- [Exercise]:
Reproduce the lines of the listing below, from the line containing "Task: put a single marker on each instance of the star" through the line containing "[(353, 166), (299, 35)]", inclusive, without altering a character.

Information shown start

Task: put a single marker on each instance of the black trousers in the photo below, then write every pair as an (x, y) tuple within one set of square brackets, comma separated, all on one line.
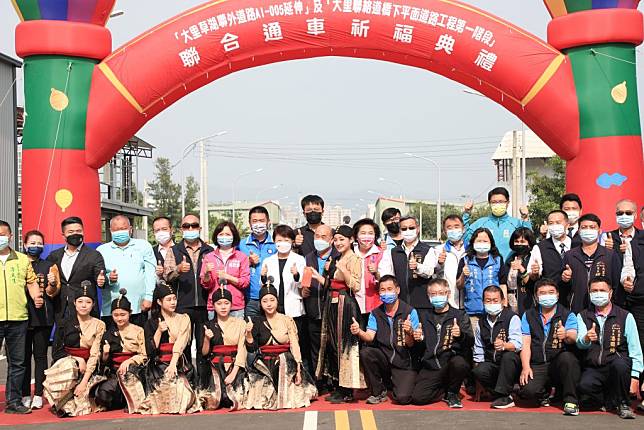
[(499, 378), (432, 384), (563, 372), (379, 372), (607, 385), (198, 318), (36, 345), (637, 309)]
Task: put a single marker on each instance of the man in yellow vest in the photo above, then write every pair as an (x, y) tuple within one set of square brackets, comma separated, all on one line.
[(17, 277)]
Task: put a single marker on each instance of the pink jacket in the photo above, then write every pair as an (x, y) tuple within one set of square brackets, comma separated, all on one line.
[(236, 265)]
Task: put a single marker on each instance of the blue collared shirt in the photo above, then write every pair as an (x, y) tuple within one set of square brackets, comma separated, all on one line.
[(264, 249), (135, 265)]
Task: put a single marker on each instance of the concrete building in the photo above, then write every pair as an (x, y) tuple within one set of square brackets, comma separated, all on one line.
[(8, 143)]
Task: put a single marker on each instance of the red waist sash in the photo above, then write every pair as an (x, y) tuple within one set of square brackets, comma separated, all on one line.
[(166, 352), (78, 352), (225, 352), (271, 352)]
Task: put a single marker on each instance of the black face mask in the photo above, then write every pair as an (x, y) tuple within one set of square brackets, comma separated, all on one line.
[(313, 217), (74, 239), (521, 249), (393, 228)]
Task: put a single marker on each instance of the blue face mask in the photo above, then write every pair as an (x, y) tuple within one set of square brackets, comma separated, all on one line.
[(599, 298), (438, 302), (388, 298), (190, 234), (121, 236), (225, 240), (454, 235), (493, 308), (548, 300), (34, 251)]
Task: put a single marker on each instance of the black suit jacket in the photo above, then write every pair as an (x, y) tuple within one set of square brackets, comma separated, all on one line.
[(87, 267)]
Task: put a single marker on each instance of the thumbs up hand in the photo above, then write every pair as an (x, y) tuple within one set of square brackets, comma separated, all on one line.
[(456, 330), (208, 333), (591, 335), (407, 325), (100, 279), (114, 277), (418, 333), (184, 266), (355, 327), (566, 275)]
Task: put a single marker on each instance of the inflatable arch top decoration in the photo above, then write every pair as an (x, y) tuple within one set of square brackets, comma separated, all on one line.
[(578, 91)]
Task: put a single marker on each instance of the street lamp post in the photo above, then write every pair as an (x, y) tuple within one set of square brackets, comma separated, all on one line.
[(241, 175), (438, 203)]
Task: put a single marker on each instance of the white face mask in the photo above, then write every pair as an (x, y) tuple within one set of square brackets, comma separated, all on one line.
[(283, 247)]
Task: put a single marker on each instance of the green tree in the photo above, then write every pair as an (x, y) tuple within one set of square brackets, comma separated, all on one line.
[(545, 191), (191, 201), (165, 193)]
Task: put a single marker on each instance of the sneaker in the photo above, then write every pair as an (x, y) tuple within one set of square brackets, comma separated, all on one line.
[(453, 400), (17, 409), (36, 403), (503, 403), (376, 400), (625, 412), (571, 409)]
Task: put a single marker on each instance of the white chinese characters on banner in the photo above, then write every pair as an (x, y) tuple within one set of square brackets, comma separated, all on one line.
[(403, 33), (189, 57), (486, 60), (230, 42), (445, 43), (360, 28)]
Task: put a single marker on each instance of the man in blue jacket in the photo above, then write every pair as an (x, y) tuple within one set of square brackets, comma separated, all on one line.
[(499, 223)]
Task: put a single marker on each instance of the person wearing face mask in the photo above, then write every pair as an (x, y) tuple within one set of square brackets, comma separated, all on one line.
[(497, 343), (499, 223), (41, 320), (571, 205), (620, 238), (546, 258), (164, 237), (391, 220), (258, 246), (520, 285), (589, 258), (319, 262), (548, 356), (313, 210), (367, 231), (446, 339), (182, 274), (129, 263), (18, 281), (449, 254), (612, 352), (412, 263), (481, 267), (226, 267), (388, 358), (76, 263)]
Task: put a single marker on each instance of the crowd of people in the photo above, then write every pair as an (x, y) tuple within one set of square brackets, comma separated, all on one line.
[(500, 311)]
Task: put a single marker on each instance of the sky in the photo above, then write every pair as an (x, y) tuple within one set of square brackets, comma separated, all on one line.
[(297, 108)]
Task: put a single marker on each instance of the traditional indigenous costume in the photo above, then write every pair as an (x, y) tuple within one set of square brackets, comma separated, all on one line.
[(164, 394), (273, 371), (339, 356), (227, 350), (126, 345), (75, 342)]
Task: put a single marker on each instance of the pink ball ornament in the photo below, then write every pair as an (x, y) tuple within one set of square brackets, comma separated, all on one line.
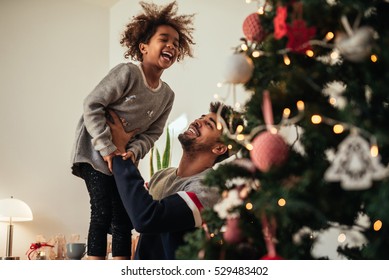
[(269, 150), (252, 28), (269, 257), (233, 233)]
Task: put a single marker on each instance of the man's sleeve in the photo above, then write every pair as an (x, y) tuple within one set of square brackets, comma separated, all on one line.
[(176, 212)]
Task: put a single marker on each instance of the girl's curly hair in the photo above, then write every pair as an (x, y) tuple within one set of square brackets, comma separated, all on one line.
[(143, 27)]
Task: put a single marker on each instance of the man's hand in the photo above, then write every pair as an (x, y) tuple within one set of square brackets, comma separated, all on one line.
[(120, 137)]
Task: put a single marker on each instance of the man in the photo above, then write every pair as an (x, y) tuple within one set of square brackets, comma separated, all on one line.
[(178, 195)]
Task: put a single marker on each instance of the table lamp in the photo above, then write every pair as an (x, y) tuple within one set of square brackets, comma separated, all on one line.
[(13, 210)]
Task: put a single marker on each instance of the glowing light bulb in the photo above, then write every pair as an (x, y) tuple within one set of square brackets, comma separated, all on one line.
[(300, 105), (329, 36), (256, 53), (316, 119), (310, 53), (377, 225), (286, 113), (239, 129), (338, 128), (273, 130), (341, 238), (334, 55), (281, 202), (374, 150), (286, 60), (249, 206)]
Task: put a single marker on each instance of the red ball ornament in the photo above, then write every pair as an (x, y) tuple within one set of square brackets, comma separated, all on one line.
[(252, 28), (269, 150), (233, 234)]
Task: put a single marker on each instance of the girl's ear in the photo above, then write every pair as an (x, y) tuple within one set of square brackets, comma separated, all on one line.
[(143, 48), (220, 149)]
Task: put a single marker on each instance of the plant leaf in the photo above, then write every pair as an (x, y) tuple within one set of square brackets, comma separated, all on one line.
[(166, 153)]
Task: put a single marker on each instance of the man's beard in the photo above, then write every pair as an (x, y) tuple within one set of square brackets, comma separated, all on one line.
[(189, 145)]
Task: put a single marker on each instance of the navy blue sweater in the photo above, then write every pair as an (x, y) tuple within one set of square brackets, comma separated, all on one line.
[(161, 224)]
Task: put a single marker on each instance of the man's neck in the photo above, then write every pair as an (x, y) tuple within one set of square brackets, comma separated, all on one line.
[(193, 164)]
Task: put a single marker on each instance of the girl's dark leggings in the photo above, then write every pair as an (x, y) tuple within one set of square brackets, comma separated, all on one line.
[(107, 215)]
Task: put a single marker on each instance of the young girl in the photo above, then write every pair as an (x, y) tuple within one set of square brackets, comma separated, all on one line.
[(155, 38)]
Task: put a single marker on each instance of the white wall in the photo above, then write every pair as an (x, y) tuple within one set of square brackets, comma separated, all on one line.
[(52, 53)]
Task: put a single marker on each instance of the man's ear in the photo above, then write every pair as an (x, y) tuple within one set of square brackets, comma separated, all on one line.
[(219, 149), (143, 48)]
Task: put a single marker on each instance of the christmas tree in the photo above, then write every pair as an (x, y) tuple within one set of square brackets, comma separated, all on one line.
[(314, 149)]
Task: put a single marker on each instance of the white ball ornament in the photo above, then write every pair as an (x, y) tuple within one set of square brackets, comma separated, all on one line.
[(357, 46), (269, 150), (238, 69)]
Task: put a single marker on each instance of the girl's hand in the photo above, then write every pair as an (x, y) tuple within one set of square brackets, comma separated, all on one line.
[(129, 155), (120, 137)]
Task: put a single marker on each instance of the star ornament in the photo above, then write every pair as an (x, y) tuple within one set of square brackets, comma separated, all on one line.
[(353, 166), (299, 35)]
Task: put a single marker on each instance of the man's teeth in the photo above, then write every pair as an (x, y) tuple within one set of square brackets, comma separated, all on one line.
[(167, 54), (191, 130)]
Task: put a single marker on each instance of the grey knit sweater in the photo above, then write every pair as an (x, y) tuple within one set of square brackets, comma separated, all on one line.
[(125, 91)]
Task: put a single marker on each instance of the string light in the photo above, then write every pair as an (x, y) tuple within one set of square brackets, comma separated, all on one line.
[(374, 150), (316, 119), (239, 129), (333, 101), (329, 36), (309, 53), (300, 105), (341, 238), (286, 113), (338, 129), (240, 137), (244, 47), (377, 225), (281, 202), (286, 59), (256, 54)]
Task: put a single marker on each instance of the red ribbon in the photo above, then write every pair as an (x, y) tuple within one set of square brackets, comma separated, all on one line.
[(36, 246)]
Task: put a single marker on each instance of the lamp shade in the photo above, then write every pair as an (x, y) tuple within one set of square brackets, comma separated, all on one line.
[(15, 210)]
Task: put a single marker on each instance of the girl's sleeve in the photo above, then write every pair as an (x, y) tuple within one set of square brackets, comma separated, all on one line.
[(180, 211), (110, 89), (145, 141)]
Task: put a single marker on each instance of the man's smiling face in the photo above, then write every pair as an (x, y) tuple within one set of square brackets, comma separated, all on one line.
[(202, 134)]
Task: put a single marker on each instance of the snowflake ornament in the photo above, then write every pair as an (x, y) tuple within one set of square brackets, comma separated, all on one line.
[(353, 166), (224, 207)]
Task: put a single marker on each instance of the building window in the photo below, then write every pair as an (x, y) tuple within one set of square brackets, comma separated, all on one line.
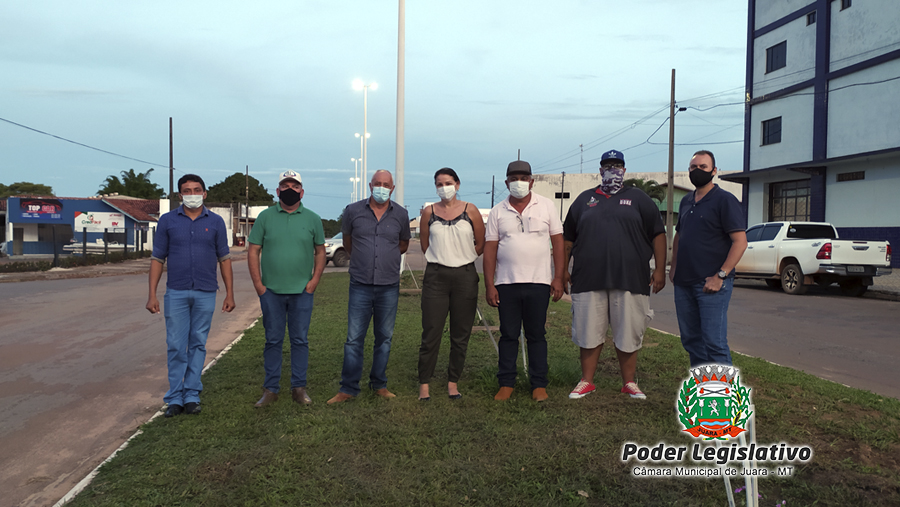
[(789, 201), (771, 133), (776, 57), (856, 175)]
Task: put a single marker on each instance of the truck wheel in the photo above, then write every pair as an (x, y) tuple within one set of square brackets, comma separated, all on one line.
[(341, 259), (792, 280), (853, 288)]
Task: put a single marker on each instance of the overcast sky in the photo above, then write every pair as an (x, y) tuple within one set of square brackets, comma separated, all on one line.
[(268, 84)]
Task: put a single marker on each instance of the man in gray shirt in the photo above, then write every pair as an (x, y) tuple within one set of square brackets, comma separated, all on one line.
[(376, 233)]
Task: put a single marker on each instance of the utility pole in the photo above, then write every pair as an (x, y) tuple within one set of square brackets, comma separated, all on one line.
[(246, 204), (401, 49), (670, 191), (492, 190), (171, 170)]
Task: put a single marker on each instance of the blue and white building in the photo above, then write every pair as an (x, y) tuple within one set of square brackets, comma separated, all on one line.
[(822, 115)]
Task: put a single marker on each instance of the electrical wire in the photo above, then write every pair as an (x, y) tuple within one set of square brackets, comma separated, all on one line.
[(80, 144)]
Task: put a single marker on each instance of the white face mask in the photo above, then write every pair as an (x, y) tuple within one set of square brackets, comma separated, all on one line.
[(519, 189), (192, 201), (447, 192)]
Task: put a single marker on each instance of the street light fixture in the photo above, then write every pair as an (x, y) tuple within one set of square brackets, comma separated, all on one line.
[(359, 84)]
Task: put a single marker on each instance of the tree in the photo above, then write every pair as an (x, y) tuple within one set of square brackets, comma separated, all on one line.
[(132, 184), (24, 188), (650, 187), (233, 189)]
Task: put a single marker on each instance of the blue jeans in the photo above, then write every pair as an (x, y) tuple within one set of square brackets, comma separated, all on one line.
[(703, 321), (365, 302), (294, 310), (188, 318), (523, 305)]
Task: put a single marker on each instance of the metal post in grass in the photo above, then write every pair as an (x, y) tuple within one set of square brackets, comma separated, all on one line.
[(487, 328), (55, 246), (522, 340), (729, 493)]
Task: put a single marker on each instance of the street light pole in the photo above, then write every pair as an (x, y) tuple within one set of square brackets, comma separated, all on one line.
[(360, 194), (355, 179), (360, 85)]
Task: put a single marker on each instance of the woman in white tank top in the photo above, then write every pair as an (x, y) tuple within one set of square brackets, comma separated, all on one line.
[(452, 237)]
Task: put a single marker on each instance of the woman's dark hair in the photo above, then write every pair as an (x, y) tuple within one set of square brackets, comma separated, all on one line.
[(448, 172)]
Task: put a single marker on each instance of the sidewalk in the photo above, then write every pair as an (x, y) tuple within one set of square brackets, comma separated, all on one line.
[(889, 284), (130, 267)]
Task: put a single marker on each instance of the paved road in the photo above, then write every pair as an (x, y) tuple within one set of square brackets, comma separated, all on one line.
[(82, 365), (853, 341)]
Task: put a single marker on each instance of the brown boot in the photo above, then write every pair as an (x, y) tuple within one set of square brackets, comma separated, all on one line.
[(268, 398), (340, 398), (299, 395), (503, 394), (384, 393)]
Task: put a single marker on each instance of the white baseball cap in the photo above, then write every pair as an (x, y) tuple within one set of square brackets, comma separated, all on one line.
[(289, 175)]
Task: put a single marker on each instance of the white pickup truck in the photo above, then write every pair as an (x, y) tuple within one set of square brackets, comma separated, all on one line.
[(794, 255)]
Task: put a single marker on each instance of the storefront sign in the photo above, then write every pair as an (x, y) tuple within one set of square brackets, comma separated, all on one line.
[(41, 208), (96, 221)]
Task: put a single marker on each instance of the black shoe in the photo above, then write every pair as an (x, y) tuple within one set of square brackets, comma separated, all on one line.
[(174, 410)]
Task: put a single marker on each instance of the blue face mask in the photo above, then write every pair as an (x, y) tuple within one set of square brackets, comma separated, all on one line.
[(381, 194)]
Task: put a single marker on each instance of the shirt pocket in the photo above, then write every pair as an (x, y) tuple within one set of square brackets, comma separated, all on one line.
[(538, 225)]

Information shown end

- [Solution for this problem]:
Task: put a single marker on each instance of the star ornament in the photo above, then write every pair as an (x, y) tuple within one set of square brackets, comma separated, all on one line.
[(353, 166), (299, 35)]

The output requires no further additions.